* **TEXT SEGMENT**:
However, the Indian Space Research Organisation (ISRO) has since then demonstrated its ability to launch lighter satellites into space successfully. Not only this, ISRO also set up its own marketing arm, the Antrix Corporation Limited, for the “promotion and commercial exploitation” of space. Successful flights of the Polar Satellite Launch Vehicle (PSLV) led India to use its PSLV capability as a multi-satellite launch system for launching the satellites of foreign countries. In June 2014, the PSLV-C23, just like the C20 that launched foreign satellites in 2013, launched satellites for several nations.

It would make little sense for New Delhi to develop an ICBM capability based on a cryogenic engine when India has already progressed with long-range missiles using solid propulsion technology.

However, India continued to lag behind other nations in launching heavier satellites. The year 2014 started on a positive note for ISRO when it a performed a successful launch of the Geosynchronous Satellite Launch Vehicle (GSLV)-D5 equipped with an indigenous cryogenic engine, a technology delayed by two decades. Despite the progress made, India still lacked the capability of sending heavier satellites into space since the GSLV-D5 was not yet powerful enough to launch larger satellites.

* **Records contained in a dataset**:
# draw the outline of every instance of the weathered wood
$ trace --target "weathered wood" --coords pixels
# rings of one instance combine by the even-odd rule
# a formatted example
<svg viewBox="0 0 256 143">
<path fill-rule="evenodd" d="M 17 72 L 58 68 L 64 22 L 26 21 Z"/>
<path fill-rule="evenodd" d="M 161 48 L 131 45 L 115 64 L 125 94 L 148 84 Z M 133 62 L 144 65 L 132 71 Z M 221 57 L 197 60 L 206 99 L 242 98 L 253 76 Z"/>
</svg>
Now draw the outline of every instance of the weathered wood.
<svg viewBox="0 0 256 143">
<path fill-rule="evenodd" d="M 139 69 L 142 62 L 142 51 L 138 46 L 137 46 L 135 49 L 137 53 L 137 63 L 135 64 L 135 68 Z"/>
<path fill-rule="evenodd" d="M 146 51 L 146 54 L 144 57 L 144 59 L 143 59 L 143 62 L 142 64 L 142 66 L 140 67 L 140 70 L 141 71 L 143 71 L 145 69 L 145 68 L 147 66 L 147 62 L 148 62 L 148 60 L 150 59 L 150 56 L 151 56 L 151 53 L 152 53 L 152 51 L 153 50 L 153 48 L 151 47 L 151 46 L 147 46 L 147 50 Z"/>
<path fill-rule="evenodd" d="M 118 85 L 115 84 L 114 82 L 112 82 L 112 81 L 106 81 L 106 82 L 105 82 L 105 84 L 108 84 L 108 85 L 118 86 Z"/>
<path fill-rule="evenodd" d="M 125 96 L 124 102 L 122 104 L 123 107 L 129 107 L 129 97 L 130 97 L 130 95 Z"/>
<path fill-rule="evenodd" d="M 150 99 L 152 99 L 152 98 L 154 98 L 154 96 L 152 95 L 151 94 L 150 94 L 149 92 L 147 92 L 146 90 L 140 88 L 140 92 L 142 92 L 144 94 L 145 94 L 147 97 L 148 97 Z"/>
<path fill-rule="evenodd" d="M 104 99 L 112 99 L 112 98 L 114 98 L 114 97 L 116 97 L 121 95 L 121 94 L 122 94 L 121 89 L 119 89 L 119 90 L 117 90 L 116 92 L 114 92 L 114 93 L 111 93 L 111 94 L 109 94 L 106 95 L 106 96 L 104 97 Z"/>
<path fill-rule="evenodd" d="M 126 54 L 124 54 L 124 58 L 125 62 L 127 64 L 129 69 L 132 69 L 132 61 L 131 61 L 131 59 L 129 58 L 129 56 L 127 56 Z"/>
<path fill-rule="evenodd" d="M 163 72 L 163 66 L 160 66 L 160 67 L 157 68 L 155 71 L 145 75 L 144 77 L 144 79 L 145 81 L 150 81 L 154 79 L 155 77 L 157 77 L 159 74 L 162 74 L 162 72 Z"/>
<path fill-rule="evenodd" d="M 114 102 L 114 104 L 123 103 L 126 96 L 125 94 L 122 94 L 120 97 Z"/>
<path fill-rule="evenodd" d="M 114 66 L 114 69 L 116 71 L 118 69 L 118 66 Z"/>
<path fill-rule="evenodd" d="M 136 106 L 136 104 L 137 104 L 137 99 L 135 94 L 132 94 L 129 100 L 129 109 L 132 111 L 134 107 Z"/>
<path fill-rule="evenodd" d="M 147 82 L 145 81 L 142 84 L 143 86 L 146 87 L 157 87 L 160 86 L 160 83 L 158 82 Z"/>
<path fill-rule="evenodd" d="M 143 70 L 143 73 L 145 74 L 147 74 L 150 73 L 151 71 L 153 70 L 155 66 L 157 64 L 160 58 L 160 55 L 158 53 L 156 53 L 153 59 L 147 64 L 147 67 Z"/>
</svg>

* **TASK INSTRUCTIONS**: In the passage on India's satellite launch capability, list every abbreviation that is introduced in parentheses, each with its full form.

* **RESPONSE**:
- ISRO: Indian Space Research Organisation
- PSLV: Polar Satellite Launch Vehicle
- GSLV: Geosynchronous Satellite Launch Vehicle